*TASK REQUIREMENTS*.
a. In the article on The Invisible Monster, who teams up with a woman police detective after the bank vault robbery?
b. Summarize the article on The Invisible Monster in two sentences.
c. Reproduce the portion of the article on The Invisible Monster that begins with the words "- Directed by: Fred" and finishes with "100 minutes (TV)".

*TEXT PASSAGE*.
──────────────────────────────

- Directed by: Fred C. Brannon
- Written by: Ronald Davison
- Produced by: Franklin Adreon
- Starring: Richard Webb Aline Towne Lane Bradford Stanley Price John Crawford George Meeker
- Cinematography: Ellis W. Carter
- Music by: Stanley Wilson
- Distributed by: Republic Pictures
- Release date: May 10, 1950;
- Running time: 12 chapters / 167 minutes (serial) 100 minutes (TV)
- Language: English
- Budget: $153,070 (negative cost: $119,343)

= The Invisible Monster =

1950 film by Fred C. Brannon

The Invisible Monster is a 1950 Republic film serial, starring Richard Webb and Aline Towne.

==Plot==
A would-be dictator and scientist, known only as The Phantom Ruler, has developed a formula which, when sprayed on some solid object, renders that object and everything it contains invisible when exposed to rays emitted by a special lamp, also his own invention. Covered from head to toe in formula-treated cloth, he thus moves about unseen, presently with the objective of stealing enough money and formula components to render an entire army of willing followers invisible. Two henchmen assist him, along with several illegal aliens smuggled into the US by him and used to infiltrate, as employees, possible sites for him to later rob while invisible. When he successfully robs a bank vault, an investigator from the bank's insurer teams up with a woman police detective to solve the mystery of the money which to all outside appearances has just vanished. Tracking clues and interrupting other attempts by the Phantom Ruler to commit crimes, the protagonists round up enough evidence that they are not merely dealing with an ordinary crime ring. Eventually they discover the invisibility fluid and lamp, and the Phantom Ruler is killed when he trips over an open high-power electric cable he had laid on the floor of his den to do in the forces of law and order closing in upon him.

==Cast==
- Richard Webb as Lane Carson
- Aline Towne as Carol Richards
- Lane Bradford as Burton
- Stanley Price as The Phantom Ruler. The villain of the serial uses the trappings of the Mystery Villain but his identity is revealed to the audience in the first chapter.

──────────────────────────────

*ITEMS*.

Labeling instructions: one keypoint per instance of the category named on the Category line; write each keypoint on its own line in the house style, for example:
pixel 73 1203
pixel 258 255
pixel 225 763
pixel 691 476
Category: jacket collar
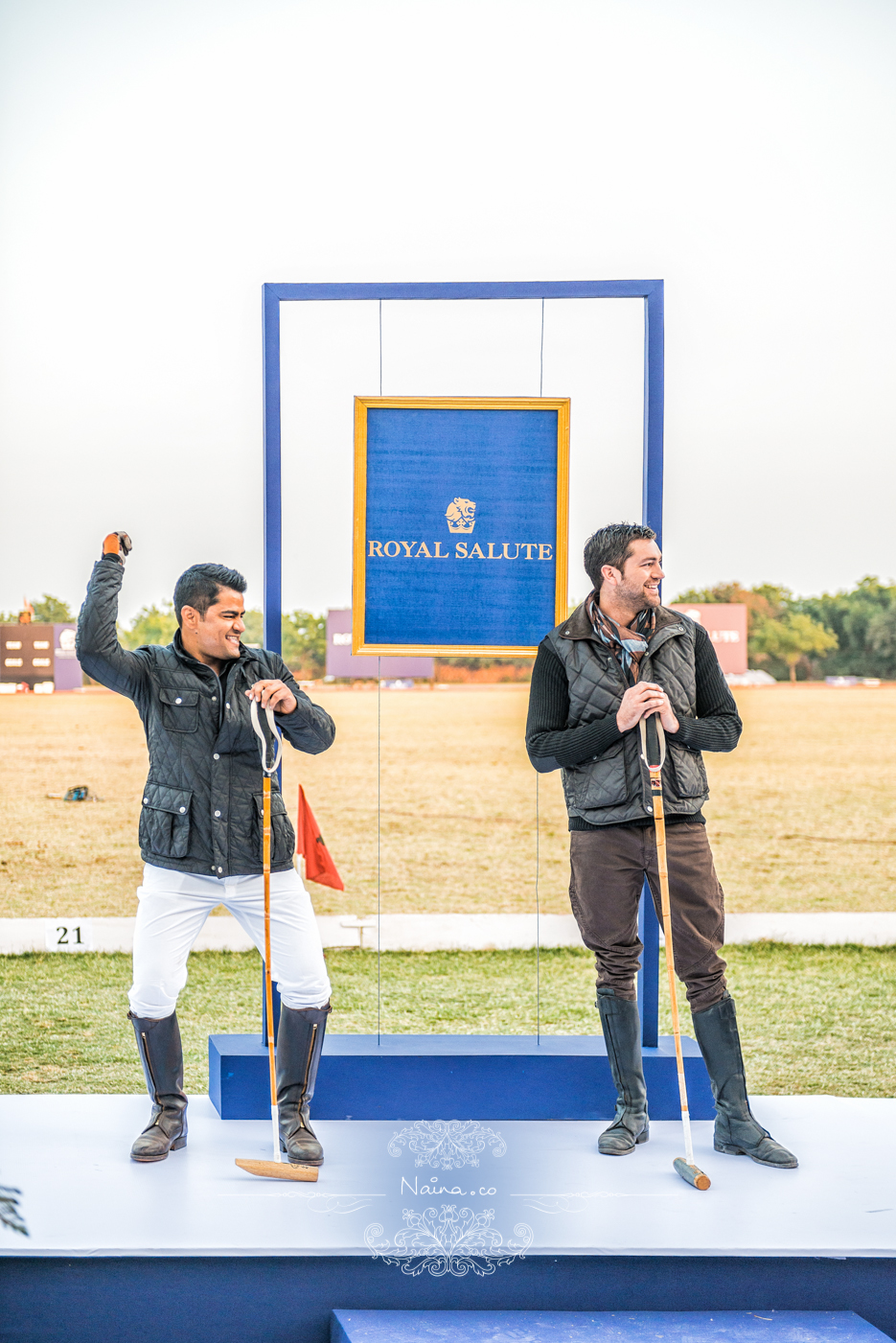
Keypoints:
pixel 579 626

──────────────────────────────

*TASK-BY-TASK RESULTS*.
a. An investigator from the bank's insurer.

b. The Invisible Monster is a 1950 Republic film serial starring Richard Webb and Aline Towne, in which a would-be dictator called the Phantom Ruler uses an invisibility formula and special lamp to commit crimes, aiming to make an army of followers invisible. After he robs a bank vault, an insurance investigator and a woman police detective track him down, find the fluid and lamp, and he is killed by a high-power electric cable he had laid in his den.

c.
- Directed by: Fred C. Brannon
- Written by: Ronald Davison
- Produced by: Franklin Adreon
- Starring: Richard Webb Aline Towne Lane Bradford Stanley Price John Crawford George Meeker
- Cinematography: Ellis W. Carter
- Music by: Stanley Wilson
- Distributed by: Republic Pictures
- Release date: May 10, 1950;
- Running time: 12 chapters / 167 minutes (serial) 100 minutes (TV)